RECORDS FOR THE TASK below:

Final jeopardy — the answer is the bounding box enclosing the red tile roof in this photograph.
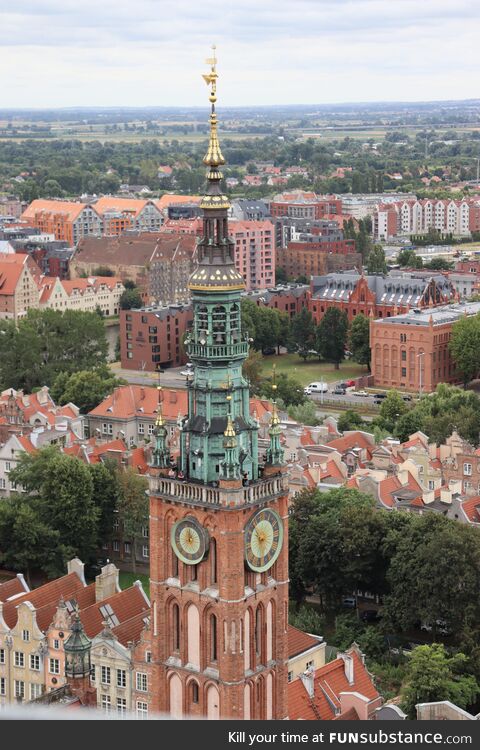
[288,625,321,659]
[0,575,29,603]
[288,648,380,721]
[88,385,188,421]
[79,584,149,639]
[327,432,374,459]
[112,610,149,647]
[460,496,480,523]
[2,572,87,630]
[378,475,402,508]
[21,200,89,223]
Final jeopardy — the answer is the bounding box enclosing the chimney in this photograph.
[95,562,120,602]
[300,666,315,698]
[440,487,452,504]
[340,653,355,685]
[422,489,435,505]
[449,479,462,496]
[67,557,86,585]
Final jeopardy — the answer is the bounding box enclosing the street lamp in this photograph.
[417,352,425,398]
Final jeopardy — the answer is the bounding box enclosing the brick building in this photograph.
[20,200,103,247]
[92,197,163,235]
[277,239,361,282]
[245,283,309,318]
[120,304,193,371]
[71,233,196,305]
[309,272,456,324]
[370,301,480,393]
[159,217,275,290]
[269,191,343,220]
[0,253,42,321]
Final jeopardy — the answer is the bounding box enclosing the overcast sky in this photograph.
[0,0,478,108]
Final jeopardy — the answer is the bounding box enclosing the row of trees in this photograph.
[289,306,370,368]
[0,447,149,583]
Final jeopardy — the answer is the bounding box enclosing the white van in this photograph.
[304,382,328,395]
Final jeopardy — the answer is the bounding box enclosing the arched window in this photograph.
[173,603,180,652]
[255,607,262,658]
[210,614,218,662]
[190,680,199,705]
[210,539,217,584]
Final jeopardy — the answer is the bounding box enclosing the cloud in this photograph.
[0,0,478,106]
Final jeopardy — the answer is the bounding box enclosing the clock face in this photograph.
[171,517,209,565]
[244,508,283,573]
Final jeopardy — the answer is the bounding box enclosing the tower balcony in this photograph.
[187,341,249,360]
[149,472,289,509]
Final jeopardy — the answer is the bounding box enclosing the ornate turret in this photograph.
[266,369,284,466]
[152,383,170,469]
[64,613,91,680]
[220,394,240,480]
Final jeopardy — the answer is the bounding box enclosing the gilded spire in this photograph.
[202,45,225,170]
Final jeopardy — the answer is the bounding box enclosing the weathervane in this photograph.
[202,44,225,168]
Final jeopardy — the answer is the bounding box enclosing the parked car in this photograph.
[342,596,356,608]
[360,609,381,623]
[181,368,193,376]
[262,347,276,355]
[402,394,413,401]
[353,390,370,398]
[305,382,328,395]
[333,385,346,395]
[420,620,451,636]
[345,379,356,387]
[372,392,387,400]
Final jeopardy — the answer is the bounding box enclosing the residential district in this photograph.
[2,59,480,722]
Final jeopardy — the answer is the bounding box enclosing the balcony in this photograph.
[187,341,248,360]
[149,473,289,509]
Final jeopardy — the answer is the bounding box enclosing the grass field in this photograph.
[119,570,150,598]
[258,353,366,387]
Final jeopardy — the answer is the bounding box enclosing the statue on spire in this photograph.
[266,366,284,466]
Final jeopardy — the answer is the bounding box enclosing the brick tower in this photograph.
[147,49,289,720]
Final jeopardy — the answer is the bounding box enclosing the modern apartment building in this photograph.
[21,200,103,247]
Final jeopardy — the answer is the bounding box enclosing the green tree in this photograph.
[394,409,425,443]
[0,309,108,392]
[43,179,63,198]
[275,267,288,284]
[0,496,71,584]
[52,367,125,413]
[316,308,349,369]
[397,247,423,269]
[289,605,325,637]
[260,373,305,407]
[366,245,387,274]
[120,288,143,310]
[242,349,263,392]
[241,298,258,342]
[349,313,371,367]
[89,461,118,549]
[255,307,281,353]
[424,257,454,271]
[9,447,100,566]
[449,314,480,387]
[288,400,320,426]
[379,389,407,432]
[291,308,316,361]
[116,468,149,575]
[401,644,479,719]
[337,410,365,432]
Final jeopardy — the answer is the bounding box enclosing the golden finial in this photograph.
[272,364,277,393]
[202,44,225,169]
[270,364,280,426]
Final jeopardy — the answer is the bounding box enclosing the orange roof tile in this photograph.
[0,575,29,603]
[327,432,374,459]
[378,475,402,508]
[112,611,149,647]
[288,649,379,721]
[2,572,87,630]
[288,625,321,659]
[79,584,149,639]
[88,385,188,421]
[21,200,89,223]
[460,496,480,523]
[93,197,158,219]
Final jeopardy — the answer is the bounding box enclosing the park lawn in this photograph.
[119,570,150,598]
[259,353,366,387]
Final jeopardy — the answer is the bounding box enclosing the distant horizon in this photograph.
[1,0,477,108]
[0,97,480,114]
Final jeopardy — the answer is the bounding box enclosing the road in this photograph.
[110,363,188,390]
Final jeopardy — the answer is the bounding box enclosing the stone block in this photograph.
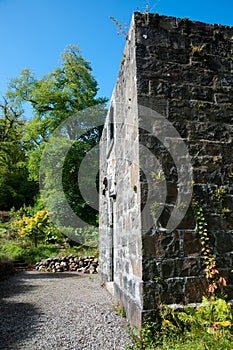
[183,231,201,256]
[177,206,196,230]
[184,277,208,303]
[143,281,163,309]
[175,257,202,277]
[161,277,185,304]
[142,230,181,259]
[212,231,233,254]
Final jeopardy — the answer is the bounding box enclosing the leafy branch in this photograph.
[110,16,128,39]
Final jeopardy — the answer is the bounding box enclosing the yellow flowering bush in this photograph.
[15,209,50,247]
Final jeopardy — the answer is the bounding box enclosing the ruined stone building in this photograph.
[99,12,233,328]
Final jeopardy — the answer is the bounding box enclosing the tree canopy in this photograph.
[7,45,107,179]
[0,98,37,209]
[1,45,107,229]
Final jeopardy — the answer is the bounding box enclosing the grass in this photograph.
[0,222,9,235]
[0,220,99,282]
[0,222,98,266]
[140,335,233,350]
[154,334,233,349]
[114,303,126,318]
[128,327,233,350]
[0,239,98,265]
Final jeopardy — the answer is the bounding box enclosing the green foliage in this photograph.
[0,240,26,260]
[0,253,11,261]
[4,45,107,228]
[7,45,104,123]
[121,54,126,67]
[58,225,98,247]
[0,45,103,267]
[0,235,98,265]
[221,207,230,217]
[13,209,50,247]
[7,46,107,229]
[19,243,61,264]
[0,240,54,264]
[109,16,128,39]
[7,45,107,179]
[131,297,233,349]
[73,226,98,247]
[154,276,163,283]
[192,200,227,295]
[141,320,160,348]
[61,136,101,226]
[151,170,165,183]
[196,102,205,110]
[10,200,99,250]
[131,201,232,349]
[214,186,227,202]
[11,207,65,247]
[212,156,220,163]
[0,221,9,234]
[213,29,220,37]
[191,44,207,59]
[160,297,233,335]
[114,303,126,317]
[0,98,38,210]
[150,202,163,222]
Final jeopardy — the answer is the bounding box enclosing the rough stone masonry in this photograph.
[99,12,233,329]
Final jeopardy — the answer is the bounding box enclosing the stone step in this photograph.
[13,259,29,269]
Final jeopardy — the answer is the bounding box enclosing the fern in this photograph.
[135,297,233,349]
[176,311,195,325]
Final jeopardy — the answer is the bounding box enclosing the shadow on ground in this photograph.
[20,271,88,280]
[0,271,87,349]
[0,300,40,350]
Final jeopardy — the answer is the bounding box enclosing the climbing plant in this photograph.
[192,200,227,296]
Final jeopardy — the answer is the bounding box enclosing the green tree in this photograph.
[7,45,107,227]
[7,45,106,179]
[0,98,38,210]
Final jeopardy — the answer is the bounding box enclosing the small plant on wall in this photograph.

End of RECORDS FOR THE TASK.

## REQUIRED WORK
Reproduce the records above exactly, excluding every picture.

## COMPLETED TASK
Final jeopardy — the answer is the bounding box enclosing the red tile roof in this photograph.
[288,625,321,659]
[0,575,29,603]
[288,648,380,721]
[88,385,188,421]
[79,584,149,639]
[327,432,374,459]
[112,610,149,647]
[460,496,480,523]
[2,572,87,630]
[378,475,402,508]
[21,200,89,223]
Final jeopardy — the answer is the bounding box enclosing the chimney in this photograph.
[95,562,120,602]
[300,666,315,698]
[440,487,452,504]
[340,653,355,685]
[422,489,435,505]
[449,479,462,496]
[67,557,86,585]
Final jeopardy — the answer is the bounding box enclosing the street lamp in this photograph.
[417,352,425,398]
Final jeopardy — the answer is the bounding box enclosing the brick building in this photograph.
[20,200,103,247]
[92,197,163,235]
[277,239,361,282]
[245,283,309,318]
[120,304,193,371]
[71,233,196,305]
[309,272,456,324]
[370,301,480,393]
[159,217,275,290]
[269,191,343,220]
[0,253,42,321]
Final jeopardy — the answer is the bounding box enclosing the overcast sky in this photograph.
[0,0,478,108]
Final jeopardy — the answer is the bounding box enclosing the row of trees in this photograph.
[289,306,370,368]
[0,447,149,583]
Final jeopardy — the answer is the bounding box enclosing the white van in this photograph.
[304,382,328,395]
Final jeopardy — the answer is the bounding box enclosing the arched window in this photograph.
[173,603,180,652]
[255,607,262,658]
[210,614,218,662]
[190,680,199,705]
[210,539,217,584]
Final jeopardy — the answer is the bounding box enclosing the cloud in this photograph.
[0,0,478,106]
Final jeopardy — the answer is the bounding box enclosing the clock face in this photograph.
[171,517,209,565]
[244,508,283,573]
Final jeopardy — the answer is the bounding box enclosing the tower balcony in this photograph.
[187,341,249,360]
[149,472,289,509]
Final jeopardy — the answer is the bounding box enclosing the ornate turret in this photograph.
[266,369,284,466]
[152,383,170,469]
[64,613,91,680]
[220,394,240,480]
Final jeopardy — the answer is the bounding box enclosing the gilded spire in this photograph.
[202,45,225,170]
Final jeopardy — the answer is the bounding box enclosing the weathervane in this photograph.
[202,44,225,168]
Final jeopardy — the answer is the bounding box enclosing the parked car in this photograph.
[342,596,356,608]
[360,609,381,623]
[181,368,193,376]
[262,347,276,355]
[402,394,413,401]
[353,390,370,398]
[305,382,328,395]
[333,385,346,395]
[420,620,451,636]
[345,379,356,387]
[372,392,387,400]
Final jeopardy — the answer is the bounding box enclosing the residential district in this photograph.
[2,59,480,722]
Final jeopardy — the answer is the bounding box enclosing the balcony in this photograph.
[187,341,248,360]
[149,473,289,509]
Final jeopardy — the answer is the bounding box enclosing the grass field in this photograph.
[119,570,150,598]
[258,353,366,387]
Final jeopardy — the answer is the bounding box enclosing the statue on spire in this photograph.
[266,366,284,466]
Final jeopardy — the answer is the bounding box enclosing the brick tower in this photograph.
[147,49,289,720]
Final jeopardy — the answer is the bounding box enclosing the modern apartment building in this photograph.
[21,200,103,247]
Final jeopardy — the answer is the bounding box enclosing the green tree in this photograph.
[394,409,425,443]
[0,309,108,392]
[43,179,63,198]
[275,267,288,284]
[0,496,71,584]
[52,367,125,413]
[316,308,349,369]
[397,247,423,269]
[289,605,325,637]
[260,373,305,407]
[366,245,387,274]
[120,288,143,310]
[242,349,263,392]
[241,298,258,342]
[349,313,371,367]
[89,461,118,549]
[255,307,281,353]
[424,257,454,271]
[9,447,100,566]
[449,314,480,387]
[288,400,320,426]
[379,389,407,432]
[291,308,316,361]
[116,468,149,575]
[401,644,479,719]
[337,410,365,432]
Final jeopardy — the answer is the bounding box enclosing the golden finial in this photograph.
[272,364,277,393]
[202,44,225,169]
[270,364,280,426]
Final jeopardy — the answer is the bounding box enclosing the orange roof tile in this photograph.
[0,575,29,603]
[327,432,374,459]
[378,475,402,508]
[112,611,149,647]
[288,649,379,721]
[2,572,87,630]
[288,625,321,659]
[79,584,149,639]
[88,385,188,421]
[21,200,89,223]
[460,496,480,523]
[93,197,158,219]
Final jeopardy — the answer is the bounding box enclosing the park lawn in this photograph.
[119,570,150,598]
[259,353,366,387]
Final jeopardy — the answer is the bounding box enclosing the distant horizon in this photograph.
[1,0,477,108]
[0,97,480,114]
Final jeopardy — the answer is the bounding box enclosing the road in this photograph.
[110,363,188,390]
Final jeopardy — the answer is the bounding box enclosing the stone block in this photograph.
[183,231,201,256]
[177,206,196,230]
[184,277,208,303]
[143,281,163,309]
[175,257,202,277]
[161,277,185,304]
[142,230,181,259]
[212,231,233,254]
Final jeopardy — the answer is the bounding box enclosing the leafy branch in this photograph.
[110,16,128,39]
Final jeopardy — the answer is the bounding box enclosing the yellow flowering bush in this photograph.
[15,209,50,247]
Final jeopardy — the answer is the bounding box enclosing the ruined stone building in this photograph.
[99,12,233,328]
Final jeopardy — the answer is the bounding box enclosing the tree canopy in this photograph.
[7,45,107,179]
[0,98,37,209]
[1,45,107,229]
Final jeopardy — the answer is the bounding box enclosing the grass in this photograph.
[0,222,9,235]
[0,220,99,282]
[0,222,98,266]
[140,335,233,350]
[154,334,233,349]
[114,303,126,318]
[128,327,233,350]
[0,239,98,265]
Final jeopardy — the answer is the bounding box enclosing the green foliage in this photograph.
[0,240,26,260]
[0,253,11,261]
[4,45,107,228]
[7,45,104,123]
[121,54,126,67]
[58,225,98,247]
[0,45,103,267]
[0,235,98,265]
[221,207,230,217]
[13,209,50,247]
[7,46,107,229]
[19,243,61,264]
[0,240,54,264]
[109,16,128,39]
[7,45,107,179]
[131,297,233,349]
[73,226,98,247]
[154,276,163,283]
[192,200,227,295]
[141,320,160,348]
[61,136,101,226]
[151,170,165,183]
[196,102,205,110]
[10,200,99,250]
[131,201,232,349]
[214,186,227,202]
[11,207,65,247]
[212,156,220,163]
[0,221,9,234]
[213,29,220,37]
[191,44,207,59]
[160,297,233,335]
[114,303,126,317]
[0,98,38,210]
[150,202,163,222]
Final jeopardy — the answer is the bounding box enclosing the rough stone masonry in this photograph.
[99,12,233,329]
Final jeopardy — the answer is the bounding box enclosing the stone step in this photograph.
[13,259,29,269]
Final jeopardy — the answer is the bounding box enclosing the fern in this photograph.
[135,297,233,349]
[176,311,195,325]
Final jeopardy — the answer is the bounding box enclosing the shadow on ground in this photograph.
[20,271,88,280]
[0,271,87,349]
[0,300,40,350]
Final jeopardy — the answer is the bounding box enclosing the climbing plant in this photograph.
[192,200,227,296]
Final jeopardy — the answer is the bounding box enclosing the green tree in this photograph.
[7,45,107,227]
[7,45,106,179]
[0,98,38,210]
Final jeopardy — the answer is the bounding box enclosing the small plant on wall in this photograph.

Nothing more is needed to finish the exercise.